WHAT THE TASK ASKS:
Beginning at the line that holds "Could you kindly indicate each instance of the pole", restate each line exactly through the final line of the records. Include both of those lines.

====

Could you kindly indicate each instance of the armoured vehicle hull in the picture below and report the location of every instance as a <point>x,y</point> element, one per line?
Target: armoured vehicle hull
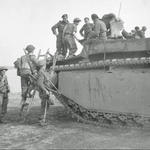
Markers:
<point>112,88</point>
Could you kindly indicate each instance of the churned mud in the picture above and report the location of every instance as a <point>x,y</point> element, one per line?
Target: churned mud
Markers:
<point>63,132</point>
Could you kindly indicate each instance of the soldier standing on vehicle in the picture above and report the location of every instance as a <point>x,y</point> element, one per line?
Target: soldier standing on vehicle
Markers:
<point>99,30</point>
<point>60,27</point>
<point>44,80</point>
<point>69,36</point>
<point>26,65</point>
<point>87,28</point>
<point>4,90</point>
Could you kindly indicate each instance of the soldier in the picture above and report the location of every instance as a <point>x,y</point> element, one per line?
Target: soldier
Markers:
<point>69,37</point>
<point>142,32</point>
<point>99,30</point>
<point>86,29</point>
<point>60,27</point>
<point>44,80</point>
<point>4,90</point>
<point>26,65</point>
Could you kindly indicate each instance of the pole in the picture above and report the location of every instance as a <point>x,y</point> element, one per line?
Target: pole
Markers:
<point>119,9</point>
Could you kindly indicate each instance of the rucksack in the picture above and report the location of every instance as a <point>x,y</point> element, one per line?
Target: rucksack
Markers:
<point>22,65</point>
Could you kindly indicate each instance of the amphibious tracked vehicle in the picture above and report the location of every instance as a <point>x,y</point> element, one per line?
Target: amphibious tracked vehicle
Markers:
<point>112,88</point>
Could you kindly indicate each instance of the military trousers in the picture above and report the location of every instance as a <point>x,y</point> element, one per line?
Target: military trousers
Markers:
<point>3,104</point>
<point>25,83</point>
<point>61,49</point>
<point>70,44</point>
<point>44,99</point>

====

THE ANSWER:
Could you kindly indicate each instance of the pole in the picture above and report the location of every instance as a <point>x,y</point> element, one per line?
Target: pole
Markers:
<point>119,9</point>
Could you kindly indicate each instance of the rucksack in the picture above and report the location of every instance as a <point>x,y</point> element, one per line?
Target: rucksack
Markers:
<point>22,65</point>
Could you kindly indicate each instance of the amphibious tracked vehicle in the picture above and report the location of every instance as a <point>x,y</point> element, one per line?
Target: amphibious tracked vehicle
Markers:
<point>112,88</point>
Could you kindly indicate each instance of the military trousers in the picture above and report the location of every instance as a <point>x,y</point> element, one per line?
Target: military trousers
Markers:
<point>3,104</point>
<point>25,83</point>
<point>61,49</point>
<point>70,44</point>
<point>44,99</point>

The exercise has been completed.